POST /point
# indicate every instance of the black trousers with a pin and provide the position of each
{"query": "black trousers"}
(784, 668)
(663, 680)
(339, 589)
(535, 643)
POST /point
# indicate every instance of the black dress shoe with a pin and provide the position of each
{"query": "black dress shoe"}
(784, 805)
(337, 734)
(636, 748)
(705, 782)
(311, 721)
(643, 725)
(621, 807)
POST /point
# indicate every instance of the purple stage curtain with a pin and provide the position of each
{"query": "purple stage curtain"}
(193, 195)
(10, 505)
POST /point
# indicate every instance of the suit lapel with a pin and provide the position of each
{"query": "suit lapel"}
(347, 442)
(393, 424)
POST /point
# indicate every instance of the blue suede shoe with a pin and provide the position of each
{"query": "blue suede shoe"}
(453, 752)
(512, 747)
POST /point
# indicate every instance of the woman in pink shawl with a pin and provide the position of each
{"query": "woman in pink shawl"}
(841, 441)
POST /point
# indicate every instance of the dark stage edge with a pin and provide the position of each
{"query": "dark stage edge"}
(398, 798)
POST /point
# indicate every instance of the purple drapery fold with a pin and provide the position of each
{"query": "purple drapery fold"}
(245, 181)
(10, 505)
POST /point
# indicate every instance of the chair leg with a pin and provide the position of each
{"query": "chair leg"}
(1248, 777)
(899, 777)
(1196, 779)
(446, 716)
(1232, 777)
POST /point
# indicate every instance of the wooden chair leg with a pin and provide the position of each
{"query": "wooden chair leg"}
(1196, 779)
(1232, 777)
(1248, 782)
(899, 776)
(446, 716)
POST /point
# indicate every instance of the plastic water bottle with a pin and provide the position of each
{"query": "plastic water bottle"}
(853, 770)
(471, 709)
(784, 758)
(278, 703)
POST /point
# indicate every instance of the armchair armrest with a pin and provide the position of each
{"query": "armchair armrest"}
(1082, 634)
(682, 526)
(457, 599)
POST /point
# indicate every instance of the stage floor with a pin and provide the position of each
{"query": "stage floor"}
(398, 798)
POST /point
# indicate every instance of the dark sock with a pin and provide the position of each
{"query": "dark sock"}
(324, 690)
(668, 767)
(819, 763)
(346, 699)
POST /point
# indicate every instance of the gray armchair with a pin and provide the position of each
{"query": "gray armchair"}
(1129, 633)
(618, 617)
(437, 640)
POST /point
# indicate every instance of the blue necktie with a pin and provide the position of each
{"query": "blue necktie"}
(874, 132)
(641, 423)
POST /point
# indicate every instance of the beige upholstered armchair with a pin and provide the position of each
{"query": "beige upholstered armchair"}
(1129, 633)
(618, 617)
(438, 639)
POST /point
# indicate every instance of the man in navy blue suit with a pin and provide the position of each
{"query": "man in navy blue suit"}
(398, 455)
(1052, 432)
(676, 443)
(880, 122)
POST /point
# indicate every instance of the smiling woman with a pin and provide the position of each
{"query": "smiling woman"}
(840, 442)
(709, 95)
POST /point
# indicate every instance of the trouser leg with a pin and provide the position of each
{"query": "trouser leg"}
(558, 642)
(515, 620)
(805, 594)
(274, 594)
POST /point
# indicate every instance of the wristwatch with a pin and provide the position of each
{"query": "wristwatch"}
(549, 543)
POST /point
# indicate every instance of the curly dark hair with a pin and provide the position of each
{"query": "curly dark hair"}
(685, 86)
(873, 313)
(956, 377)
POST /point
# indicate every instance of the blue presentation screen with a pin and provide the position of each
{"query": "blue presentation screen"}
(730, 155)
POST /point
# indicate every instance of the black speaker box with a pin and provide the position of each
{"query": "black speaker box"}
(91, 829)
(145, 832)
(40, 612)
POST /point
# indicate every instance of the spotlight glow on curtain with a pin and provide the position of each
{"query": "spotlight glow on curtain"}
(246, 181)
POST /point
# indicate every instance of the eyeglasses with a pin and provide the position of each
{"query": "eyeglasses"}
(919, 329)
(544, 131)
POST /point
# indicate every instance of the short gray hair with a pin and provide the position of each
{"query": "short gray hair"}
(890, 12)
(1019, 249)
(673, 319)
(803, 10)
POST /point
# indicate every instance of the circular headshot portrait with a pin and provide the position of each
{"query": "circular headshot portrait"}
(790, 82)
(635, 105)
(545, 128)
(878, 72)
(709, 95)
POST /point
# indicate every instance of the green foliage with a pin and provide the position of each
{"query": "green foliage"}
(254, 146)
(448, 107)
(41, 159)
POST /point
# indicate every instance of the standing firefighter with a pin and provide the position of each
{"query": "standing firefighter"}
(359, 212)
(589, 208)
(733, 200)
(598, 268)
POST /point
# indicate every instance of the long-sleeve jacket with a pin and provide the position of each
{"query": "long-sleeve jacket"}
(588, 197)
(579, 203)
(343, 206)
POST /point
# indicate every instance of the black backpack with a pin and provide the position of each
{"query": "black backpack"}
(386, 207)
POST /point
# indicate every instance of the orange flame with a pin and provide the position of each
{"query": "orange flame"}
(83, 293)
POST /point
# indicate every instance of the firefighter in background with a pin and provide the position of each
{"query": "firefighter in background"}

▬▬▬

→ REQUIREMENTS
Extract every line from the entries above that contains the string "shoe". Case counts.

→ THE OUTPUT
# indicate every instance of the black dress shoe with a pin and provide the position of each
{"query": "black dress shoe"}
# indicate every instance of the blue suede shoe with a pin and provide the position of each
{"query": "blue suede shoe"}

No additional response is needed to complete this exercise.